Task:
All of the records below should be output exactly.

==============================

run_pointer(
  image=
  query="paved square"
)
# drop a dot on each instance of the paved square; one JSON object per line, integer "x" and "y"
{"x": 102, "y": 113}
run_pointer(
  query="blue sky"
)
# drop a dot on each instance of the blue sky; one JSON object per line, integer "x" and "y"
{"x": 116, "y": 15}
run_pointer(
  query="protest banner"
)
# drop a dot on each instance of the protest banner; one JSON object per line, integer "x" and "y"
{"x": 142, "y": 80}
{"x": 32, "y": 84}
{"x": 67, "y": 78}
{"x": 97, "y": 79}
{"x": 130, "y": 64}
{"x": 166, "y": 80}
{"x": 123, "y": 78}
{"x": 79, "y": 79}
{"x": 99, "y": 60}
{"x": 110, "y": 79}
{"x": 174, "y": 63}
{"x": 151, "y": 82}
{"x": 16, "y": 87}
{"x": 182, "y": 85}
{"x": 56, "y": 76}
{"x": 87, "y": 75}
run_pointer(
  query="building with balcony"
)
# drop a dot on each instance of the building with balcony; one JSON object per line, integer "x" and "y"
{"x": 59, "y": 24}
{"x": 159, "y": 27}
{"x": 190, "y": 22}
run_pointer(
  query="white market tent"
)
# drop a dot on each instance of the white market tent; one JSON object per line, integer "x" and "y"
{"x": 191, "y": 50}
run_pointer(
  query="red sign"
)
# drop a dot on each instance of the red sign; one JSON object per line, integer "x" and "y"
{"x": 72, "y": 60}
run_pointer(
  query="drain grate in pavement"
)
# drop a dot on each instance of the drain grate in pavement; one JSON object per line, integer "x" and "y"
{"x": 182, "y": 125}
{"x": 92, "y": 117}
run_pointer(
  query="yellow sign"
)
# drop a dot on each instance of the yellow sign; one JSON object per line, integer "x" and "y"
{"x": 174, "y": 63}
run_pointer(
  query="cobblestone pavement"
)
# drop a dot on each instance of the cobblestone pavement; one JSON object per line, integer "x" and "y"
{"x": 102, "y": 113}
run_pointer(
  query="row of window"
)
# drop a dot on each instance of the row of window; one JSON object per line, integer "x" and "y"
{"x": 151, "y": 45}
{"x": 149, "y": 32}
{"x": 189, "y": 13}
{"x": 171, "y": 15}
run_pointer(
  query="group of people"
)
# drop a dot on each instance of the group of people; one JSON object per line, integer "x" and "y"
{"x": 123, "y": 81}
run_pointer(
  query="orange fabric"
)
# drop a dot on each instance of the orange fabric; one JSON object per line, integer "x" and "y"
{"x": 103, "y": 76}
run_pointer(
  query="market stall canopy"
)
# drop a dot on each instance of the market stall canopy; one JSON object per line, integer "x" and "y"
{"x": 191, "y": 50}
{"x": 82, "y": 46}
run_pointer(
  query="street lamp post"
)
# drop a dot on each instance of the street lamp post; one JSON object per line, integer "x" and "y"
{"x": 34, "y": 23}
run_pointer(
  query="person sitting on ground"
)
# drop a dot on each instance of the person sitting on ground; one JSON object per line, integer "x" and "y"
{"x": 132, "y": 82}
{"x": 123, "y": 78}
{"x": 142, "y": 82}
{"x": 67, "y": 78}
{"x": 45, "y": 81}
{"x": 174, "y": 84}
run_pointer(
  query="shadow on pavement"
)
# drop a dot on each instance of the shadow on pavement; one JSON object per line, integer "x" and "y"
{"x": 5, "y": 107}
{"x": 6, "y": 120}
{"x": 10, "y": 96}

==============================

Full output:
run_pointer(
  image=
  query="paved square"
)
# drop a dot on each instance of the paved square; one JSON object per line, integer "x" and "y"
{"x": 102, "y": 113}
run_pointer(
  query="blue sky"
)
# drop a dot on each instance of the blue sky; one JSON object per line, integer "x" and "y"
{"x": 116, "y": 15}
run_pointer(
  query="protest banner"
)
# drop a dot on each instance of the protest banner; one JSON object per line, integer "x" and "y"
{"x": 142, "y": 80}
{"x": 32, "y": 84}
{"x": 67, "y": 78}
{"x": 97, "y": 79}
{"x": 130, "y": 64}
{"x": 166, "y": 80}
{"x": 123, "y": 78}
{"x": 79, "y": 79}
{"x": 99, "y": 60}
{"x": 110, "y": 79}
{"x": 174, "y": 63}
{"x": 151, "y": 82}
{"x": 16, "y": 87}
{"x": 182, "y": 85}
{"x": 56, "y": 76}
{"x": 87, "y": 75}
run_pointer(
  query="building with balcony"
)
# drop a dot on each instance of the building with balcony; one JSON object per line, integer "x" and "y"
{"x": 59, "y": 24}
{"x": 159, "y": 27}
{"x": 190, "y": 22}
run_pointer(
  query="white market tent"
)
# drop a dot on each instance of the white market tent; one JSON object per line, integer "x" and "y"
{"x": 191, "y": 50}
run_pointer(
  query="red sign"
)
# drop a dot on each instance of the red sign; one JSON object per line, integer "x" and "y"
{"x": 72, "y": 60}
run_pointer(
  query="drain grate in pavement"
)
# drop a dot on each instance of the drain grate in pavement; one JSON object per line, integer "x" and "y"
{"x": 182, "y": 125}
{"x": 92, "y": 117}
run_pointer(
  query="yellow sign"
)
# drop a dot on each instance of the yellow sign; one JSON object per line, integer "x" and "y"
{"x": 174, "y": 63}
run_pointer(
  query="cobblestone pavement"
)
# drop a dot on each instance of the cobblestone pavement; one JSON object per line, integer "x" and "y"
{"x": 102, "y": 113}
run_pointer(
  query="row of window"
)
# drop a dot on each instance of the row of window; one JSON object per line, integer "x" and "y"
{"x": 151, "y": 45}
{"x": 149, "y": 32}
{"x": 189, "y": 13}
{"x": 171, "y": 15}
run_pointer(
  query="group of people"
)
# drop a dot on each instance of the group of people; one JSON object per line, integer "x" and "y"
{"x": 123, "y": 81}
run_pointer(
  query="orange fabric"
)
# drop a dot on each instance of the orange fabric; one JSON object per line, integer "x" and "y"
{"x": 103, "y": 76}
run_pointer(
  query="market stall canopy"
)
# drop a dot on each instance of the market stall canopy; one JSON object per line, integer "x" and "y"
{"x": 191, "y": 50}
{"x": 82, "y": 46}
run_pointer(
  query="street lamp post"
)
# drop a dot on each instance of the street lamp post; one JSON object per line, integer "x" and "y"
{"x": 34, "y": 23}
run_pointer(
  query="person sitting on ground"
)
# drop a dot on each instance of the person sitting on ground; one JSON object per line, integer "x" and "y"
{"x": 132, "y": 82}
{"x": 123, "y": 78}
{"x": 142, "y": 82}
{"x": 67, "y": 78}
{"x": 45, "y": 81}
{"x": 174, "y": 84}
run_pointer(
  query="shadow on pavement"
)
# drop a dot on each instance of the shadow on pavement; one JSON object per line, integer "x" and "y"
{"x": 5, "y": 107}
{"x": 6, "y": 120}
{"x": 10, "y": 96}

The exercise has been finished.